# Written task
Rewrite the entries below, changing every "detect" to "locate" and leaving everything else as it is.

# Records shown

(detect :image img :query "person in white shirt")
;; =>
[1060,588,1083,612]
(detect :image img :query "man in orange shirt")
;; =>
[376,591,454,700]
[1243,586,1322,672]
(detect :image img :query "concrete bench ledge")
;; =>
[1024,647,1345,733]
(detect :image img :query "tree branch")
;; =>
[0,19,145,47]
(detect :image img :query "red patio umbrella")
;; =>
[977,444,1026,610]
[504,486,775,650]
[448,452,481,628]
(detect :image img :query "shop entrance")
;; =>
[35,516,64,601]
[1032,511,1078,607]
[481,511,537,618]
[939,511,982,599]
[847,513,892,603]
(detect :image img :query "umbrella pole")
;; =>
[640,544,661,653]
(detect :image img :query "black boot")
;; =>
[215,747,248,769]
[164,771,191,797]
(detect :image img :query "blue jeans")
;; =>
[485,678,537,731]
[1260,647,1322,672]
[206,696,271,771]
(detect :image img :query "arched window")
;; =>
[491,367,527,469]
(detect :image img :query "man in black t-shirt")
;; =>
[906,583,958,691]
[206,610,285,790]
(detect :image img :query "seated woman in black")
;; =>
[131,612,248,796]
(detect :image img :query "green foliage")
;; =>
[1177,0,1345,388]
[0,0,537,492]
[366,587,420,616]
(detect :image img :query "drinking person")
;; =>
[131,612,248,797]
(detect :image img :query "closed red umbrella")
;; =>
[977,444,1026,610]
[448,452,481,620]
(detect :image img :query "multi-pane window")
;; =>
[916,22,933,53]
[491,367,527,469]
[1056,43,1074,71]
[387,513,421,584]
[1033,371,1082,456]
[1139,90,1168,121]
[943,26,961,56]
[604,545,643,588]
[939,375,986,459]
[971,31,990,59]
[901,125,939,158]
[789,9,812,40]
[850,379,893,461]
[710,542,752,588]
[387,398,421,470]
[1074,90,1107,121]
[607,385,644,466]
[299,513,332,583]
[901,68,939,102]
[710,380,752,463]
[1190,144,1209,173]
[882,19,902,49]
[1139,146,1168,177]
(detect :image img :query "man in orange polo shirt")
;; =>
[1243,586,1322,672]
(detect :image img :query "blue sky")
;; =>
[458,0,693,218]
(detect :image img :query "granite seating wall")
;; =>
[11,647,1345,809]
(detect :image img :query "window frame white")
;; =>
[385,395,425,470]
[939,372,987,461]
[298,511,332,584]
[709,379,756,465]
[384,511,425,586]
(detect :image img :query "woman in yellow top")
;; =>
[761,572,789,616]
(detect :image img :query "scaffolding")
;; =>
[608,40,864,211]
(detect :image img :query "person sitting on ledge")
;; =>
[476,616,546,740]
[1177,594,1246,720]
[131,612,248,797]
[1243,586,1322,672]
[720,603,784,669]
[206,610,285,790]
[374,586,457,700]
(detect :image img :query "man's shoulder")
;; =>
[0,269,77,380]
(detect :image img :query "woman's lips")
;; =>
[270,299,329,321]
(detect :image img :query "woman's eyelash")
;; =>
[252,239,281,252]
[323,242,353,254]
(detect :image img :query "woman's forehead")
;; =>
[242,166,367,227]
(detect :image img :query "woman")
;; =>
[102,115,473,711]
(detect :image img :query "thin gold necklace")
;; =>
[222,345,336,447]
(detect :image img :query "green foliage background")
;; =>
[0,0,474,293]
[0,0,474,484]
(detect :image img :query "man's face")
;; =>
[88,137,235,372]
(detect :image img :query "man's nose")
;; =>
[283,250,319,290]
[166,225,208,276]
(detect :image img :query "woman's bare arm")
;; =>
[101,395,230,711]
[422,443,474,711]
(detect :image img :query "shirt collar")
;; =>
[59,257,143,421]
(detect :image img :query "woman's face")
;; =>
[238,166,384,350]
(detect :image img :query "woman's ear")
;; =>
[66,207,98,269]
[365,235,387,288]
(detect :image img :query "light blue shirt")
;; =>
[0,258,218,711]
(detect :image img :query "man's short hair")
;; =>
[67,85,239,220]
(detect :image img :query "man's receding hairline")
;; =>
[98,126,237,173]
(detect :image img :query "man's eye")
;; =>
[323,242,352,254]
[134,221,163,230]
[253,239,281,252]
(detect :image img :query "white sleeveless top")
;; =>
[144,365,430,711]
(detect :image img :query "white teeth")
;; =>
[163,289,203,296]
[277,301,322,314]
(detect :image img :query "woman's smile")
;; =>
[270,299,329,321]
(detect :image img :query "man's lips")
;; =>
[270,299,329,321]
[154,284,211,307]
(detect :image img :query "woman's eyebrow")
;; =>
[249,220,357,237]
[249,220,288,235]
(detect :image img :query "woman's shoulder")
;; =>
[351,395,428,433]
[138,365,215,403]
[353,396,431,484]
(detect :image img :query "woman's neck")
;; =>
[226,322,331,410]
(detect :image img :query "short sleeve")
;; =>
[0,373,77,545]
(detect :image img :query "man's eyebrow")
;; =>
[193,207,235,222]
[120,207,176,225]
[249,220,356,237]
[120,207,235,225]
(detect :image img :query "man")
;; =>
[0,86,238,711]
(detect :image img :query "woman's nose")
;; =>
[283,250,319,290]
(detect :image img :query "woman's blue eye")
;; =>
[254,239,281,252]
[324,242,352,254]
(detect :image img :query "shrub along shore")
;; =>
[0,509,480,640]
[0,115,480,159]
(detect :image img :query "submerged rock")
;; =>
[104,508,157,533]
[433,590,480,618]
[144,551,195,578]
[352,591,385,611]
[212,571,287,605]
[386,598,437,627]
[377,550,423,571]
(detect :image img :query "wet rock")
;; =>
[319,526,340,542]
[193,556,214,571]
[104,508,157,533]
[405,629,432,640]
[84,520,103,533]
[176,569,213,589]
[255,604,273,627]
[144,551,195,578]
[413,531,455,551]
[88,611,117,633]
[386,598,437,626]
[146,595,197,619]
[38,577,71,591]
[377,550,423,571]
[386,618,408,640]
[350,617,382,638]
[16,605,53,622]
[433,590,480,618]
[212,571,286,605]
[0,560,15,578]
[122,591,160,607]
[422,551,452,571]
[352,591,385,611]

# Worked solution
(locate :image img :query "person in white shirt")
;; =>
[1060,588,1083,612]
(locate :image img :query "man in orange shirt")
;; =>
[376,591,454,700]
[1243,586,1322,672]
(locate :image img :query "concrete bench ledge")
;; =>
[1024,647,1345,733]
(locate :image img :query "tree branch")
;; =>
[0,19,145,47]
(locate :image img :query "red patio umbrella")
;; =>
[977,444,1026,610]
[504,486,775,650]
[448,452,481,628]
(locate :image img :query "shop entrance")
;; =>
[35,516,64,601]
[1032,511,1078,607]
[481,511,537,618]
[939,511,982,599]
[847,513,892,603]
(locate :image img :query "umbrella pole")
;; =>
[640,544,661,653]
(locate :image img :query "black boot")
;; =>
[215,747,248,769]
[164,771,191,797]
(locate :image img :query "blue jeans")
;; =>
[485,678,537,731]
[1260,647,1322,672]
[206,696,271,771]
(locate :image img :query "arched window")
;; =>
[491,367,527,469]
(locate :image img :query "man in black t-shirt")
;; =>
[906,583,958,691]
[206,610,285,790]
(locate :image img :query "seated woman in black")
;; =>
[131,612,248,796]
(locate :image img :query "green foliage")
;; =>
[1177,0,1345,388]
[0,0,537,492]
[366,587,420,616]
(locate :image img :query "drinking person")
;; =>
[131,612,248,797]
(locate :image img :query "closed red umbrella")
;; =>
[977,444,1026,610]
[448,452,481,620]
(locate :image img :query "multi-pane window")
;; =>
[916,22,933,53]
[491,367,527,469]
[1056,43,1074,71]
[387,513,421,584]
[1033,371,1082,456]
[1139,90,1168,121]
[943,26,961,56]
[604,545,643,588]
[939,375,986,459]
[971,31,990,59]
[901,125,939,158]
[789,9,812,40]
[850,379,893,461]
[710,542,752,588]
[387,398,421,470]
[1074,90,1107,121]
[607,385,644,466]
[299,513,332,583]
[901,68,939,102]
[710,380,752,463]
[1190,144,1209,173]
[882,19,902,49]
[1139,146,1168,177]
(locate :image img :query "man in orange polo shirt")
;; =>
[1243,586,1322,672]
(locate :image img :query "blue sky")
;; =>
[458,0,693,218]
(locate :image img :query "granite seating wall")
;; =>
[11,647,1345,809]
(locate :image img :query "window frame white")
;; =>
[385,395,425,470]
[939,372,987,461]
[298,511,332,584]
[709,379,756,465]
[384,511,425,586]
(locate :image img :query "woman in yellow top")
;; =>
[761,572,789,616]
(locate :image img :query "scaffolding")
;; =>
[608,40,864,211]
(locate :image img :query "person sitting on ledge")
;; =>
[476,616,546,740]
[1177,594,1246,720]
[131,612,248,797]
[1243,586,1322,672]
[720,603,784,669]
[206,610,285,790]
[374,586,457,700]
(locate :image img :query "man's shoulder")
;; =>
[0,269,77,380]
(locate :image img :query "woman's lips")
;; =>
[270,299,329,321]
(locate :image img :query "woman's eyelash")
;; =>
[252,239,281,252]
[323,242,353,254]
(locate :image img :query "woman's forehead")
;; =>
[242,166,367,227]
(locate :image img :query "woman")
;; =>
[102,115,473,711]
(locate :image img :query "thin gold necklace")
;; =>
[222,345,336,447]
(locate :image img :query "green foliage background")
;; =>
[0,0,474,293]
[0,0,474,484]
(locate :image img :query "man's face")
;; =>
[88,137,235,372]
(locate :image img :query "man's nose")
;; =>
[283,250,319,290]
[166,225,208,276]
(locate :image img :query "woman's bare arm")
;; =>
[101,395,230,711]
[422,443,474,711]
(locate :image img :query "shirt collar")
;; =>
[59,257,143,421]
(locate :image img :query "woman's face")
;; =>
[238,166,384,350]
(locate :image img :query "woman's ear")
;; =>
[66,207,98,269]
[365,235,387,288]
(locate :image img :query "light blue shirt")
;; =>
[0,258,218,711]
(locate :image img :query "man's short hair")
;; =>
[67,85,239,220]
(locate :image img :query "man's receding hairline")
;; =>
[98,126,237,173]
(locate :image img :query "man's eye")
;; =>
[323,242,352,254]
[134,221,163,230]
[253,239,281,252]
(locate :image img :query "white sleeveless top")
;; =>
[144,365,430,711]
(locate :image img :query "white teeth")
;; =>
[163,289,203,296]
[277,301,322,314]
(locate :image img :query "woman's smile")
;; =>
[270,299,329,321]
(locate :image img :query "man's lips")
;; =>
[270,299,329,321]
[154,284,211,307]
(locate :image img :query "woman's eyebrow")
;; =>
[249,220,357,237]
[249,220,288,235]
(locate :image img :query "woman's shoulder")
;; =>
[351,395,428,433]
[138,365,215,403]
[353,396,431,484]
(locate :image img :query "woman's neck")
;; =>
[226,322,331,410]
(locate :image img :query "short sleeve")
;; =>
[0,373,77,545]
(locate :image img :query "man's eyebrow")
;; =>
[193,207,235,222]
[120,207,176,225]
[249,220,356,237]
[120,207,235,225]
(locate :image img :query "man")
;; =>
[0,86,238,711]
(locate :image img :query "woman's nose")
;; =>
[283,250,319,290]
(locate :image img :query "woman's blue eye")
;; =>
[254,239,281,252]
[324,242,352,254]
(locate :image img :query "shrub along shore")
;; =>
[0,509,480,640]
[0,115,480,159]
(locate :image img :query "submerged rock")
;; =>
[104,508,157,533]
[433,590,480,618]
[144,551,195,578]
[352,591,385,611]
[212,571,287,605]
[386,598,437,627]
[377,550,423,571]
(locate :image img :query "wet rock")
;; =>
[319,526,340,542]
[193,556,214,571]
[104,508,157,533]
[405,629,432,640]
[84,520,103,533]
[176,569,213,589]
[255,604,273,627]
[144,551,195,578]
[413,531,455,551]
[88,611,117,633]
[386,598,437,626]
[146,595,197,619]
[38,577,71,591]
[377,550,423,571]
[386,618,408,640]
[350,617,382,638]
[16,605,53,622]
[433,590,480,618]
[212,571,286,605]
[0,560,15,578]
[122,591,160,607]
[422,551,452,571]
[352,591,385,611]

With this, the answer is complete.